### TRECHO FORNECIDO:
■ ■ ■ ■ ■ ■ ■

Tuesday, 30 de April de 2024 ISSN 1519-7670 - Ano 24 - nº 1285

Cartas abertas e falsificações históricas

A cada avanço obtido no processo de aprovação do projeto de cotas – há 10 anos em tramitação no Congresso Nacional –, sempre ecoam as vozes do inconformismo. Se o assunto é de interesse de toda a sociedade brasileira, por que ele só pode ser discutido nas páginas dos grandes jornais por meia dúzia de acadêmicos e diretores de jornalismo? Por que a mídia recorre sempre às mesmas fontes? O pensamento de 180 milhões de pessoas encontra consenso naqueles que monopolizam a informação? Quem os legitimou, senão os 10% mais ricos do país, consumidores do ‘supra-sumo’ da produção jornalística e detentores de privilégios seculares?

■ ■ ■ ■ ■ ■ ■

### DADOS REGISTRADOS:
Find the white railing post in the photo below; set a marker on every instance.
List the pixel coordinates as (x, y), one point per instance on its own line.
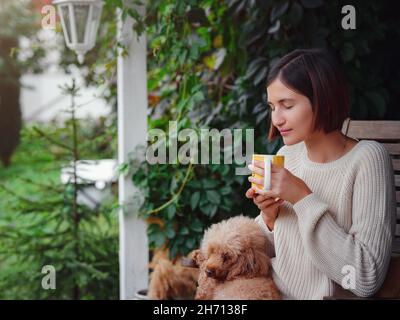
(132, 128)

■ ■ ■ ■ ■ ■ ■

### TAREFAS OBRIGATÓRIAS:
1 – Quais são todas as perguntas que o trecho formula no parágrafo iniciado por "A cada avanço obtido"? Transcreva cada uma por inteiro.
2 – As afirmações abaixo concordam com o trecho? Responda sim ou não para cada uma e cite as palavras do trecho que decidem.
(a) O projeto de cotas tramita no Congresso Nacional há dez anos.
(b) O ISSN informado é 1519-7670.
(c) A edição indicada é a de número 1258.
A listagem não é necessária para resolver nada aqui.

### TAREFAS RESOLVIDAS:
1 –
1. "Se o assunto é de interesse de toda a sociedade brasileira, por que ele só pode ser discutido nas páginas dos grandes jornais por meia dúzia de acadêmicos e diretores de jornalismo?"
2. "Por que a mídia recorre sempre às mesmas fontes?"
3. "O pensamento de 180 milhões de pessoas encontra consenso naqueles que monopolizam a informação?"
4. "Quem os legitimou, senão os 10% mais ricos do país, consumidores do 'supra-sumo' da produção jornalística e detentores de privilégios seculares?"

2 –
(a) Sim: "há 10 anos em tramitação no Congresso Nacional".
(b) Sim: "ISSN 1519-7670".
(c) Não: "nº 1285".